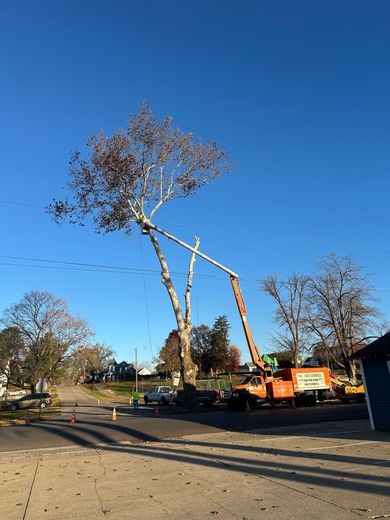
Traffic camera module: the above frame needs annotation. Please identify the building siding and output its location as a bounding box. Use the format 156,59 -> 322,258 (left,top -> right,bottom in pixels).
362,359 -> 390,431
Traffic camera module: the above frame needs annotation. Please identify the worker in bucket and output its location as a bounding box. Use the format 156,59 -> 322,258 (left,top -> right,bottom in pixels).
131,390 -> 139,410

- - - - - - -

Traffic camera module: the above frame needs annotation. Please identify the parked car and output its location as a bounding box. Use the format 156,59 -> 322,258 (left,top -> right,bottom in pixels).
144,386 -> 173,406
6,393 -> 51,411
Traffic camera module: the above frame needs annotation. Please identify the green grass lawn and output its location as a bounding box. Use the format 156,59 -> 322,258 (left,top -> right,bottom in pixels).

- - - - - - -

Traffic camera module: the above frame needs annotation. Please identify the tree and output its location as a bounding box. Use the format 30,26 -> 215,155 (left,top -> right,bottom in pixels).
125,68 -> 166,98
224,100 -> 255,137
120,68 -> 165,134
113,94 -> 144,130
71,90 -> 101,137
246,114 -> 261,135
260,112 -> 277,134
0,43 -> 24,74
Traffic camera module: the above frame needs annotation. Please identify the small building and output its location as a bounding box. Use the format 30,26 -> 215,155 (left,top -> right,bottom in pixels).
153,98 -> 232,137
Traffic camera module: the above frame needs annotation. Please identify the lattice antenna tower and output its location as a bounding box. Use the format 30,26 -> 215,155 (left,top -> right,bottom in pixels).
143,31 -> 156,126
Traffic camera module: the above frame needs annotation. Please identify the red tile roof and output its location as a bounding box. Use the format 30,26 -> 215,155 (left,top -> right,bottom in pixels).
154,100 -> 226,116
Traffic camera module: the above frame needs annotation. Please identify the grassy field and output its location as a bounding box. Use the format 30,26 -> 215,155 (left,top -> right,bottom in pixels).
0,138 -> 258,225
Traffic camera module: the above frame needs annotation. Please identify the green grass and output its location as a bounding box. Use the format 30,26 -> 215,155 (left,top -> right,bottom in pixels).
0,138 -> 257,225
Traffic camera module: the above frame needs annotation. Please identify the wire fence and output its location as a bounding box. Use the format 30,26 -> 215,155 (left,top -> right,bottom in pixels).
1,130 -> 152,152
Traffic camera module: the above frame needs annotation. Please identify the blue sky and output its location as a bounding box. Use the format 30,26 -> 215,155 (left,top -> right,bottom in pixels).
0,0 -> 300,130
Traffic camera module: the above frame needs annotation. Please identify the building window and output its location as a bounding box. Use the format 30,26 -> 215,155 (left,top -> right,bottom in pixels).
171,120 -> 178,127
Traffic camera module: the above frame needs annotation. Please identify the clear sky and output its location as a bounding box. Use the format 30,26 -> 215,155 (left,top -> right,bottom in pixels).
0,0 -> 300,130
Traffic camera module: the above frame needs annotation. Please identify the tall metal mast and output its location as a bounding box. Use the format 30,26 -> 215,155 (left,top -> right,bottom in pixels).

- - - - - - -

» **Challenge**: Rewrite the material above as a Markdown table with the columns Row and Content, starting at the line that contains "identify the red" and ending at the line that contains "171,120 -> 178,127", both included. Give each line its own numbered row and omit blank lines.

» **The response**:
| Row | Content |
|---|---|
| 1 | Traffic camera module: the above frame needs annotation. Please identify the red tile roof and output its location as a bounding box. Use the format 30,26 -> 215,155 (left,top -> right,bottom in pixels). |
| 2 | 154,100 -> 226,116 |
| 3 | Traffic camera module: the above frame needs annotation. Please identify the grassy field and output its location as a bounding box. Use the format 30,26 -> 215,155 (left,top -> right,bottom in pixels). |
| 4 | 0,138 -> 258,225 |
| 5 | Traffic camera module: the above frame needs annotation. Please identify the green grass and output its location as a bounding box. Use the format 30,26 -> 215,155 (left,top -> right,bottom in pixels). |
| 6 | 0,138 -> 257,225 |
| 7 | Traffic camera module: the above frame needs annotation. Please identify the wire fence and output its location as a bounding box. Use the format 30,26 -> 215,155 (left,top -> right,bottom in pixels). |
| 8 | 1,130 -> 152,152 |
| 9 | Traffic camera module: the above frame needs annotation. Please identify the blue sky and output its location as a bounding box. Use the format 30,26 -> 215,155 (left,top -> right,bottom in pixels). |
| 10 | 0,0 -> 300,130 |
| 11 | Traffic camera module: the above frame needs annotation. Please identify the building window and output its location as a bounding box. Use the format 30,26 -> 215,155 (left,top -> right,bottom in pixels). |
| 12 | 171,120 -> 178,127 |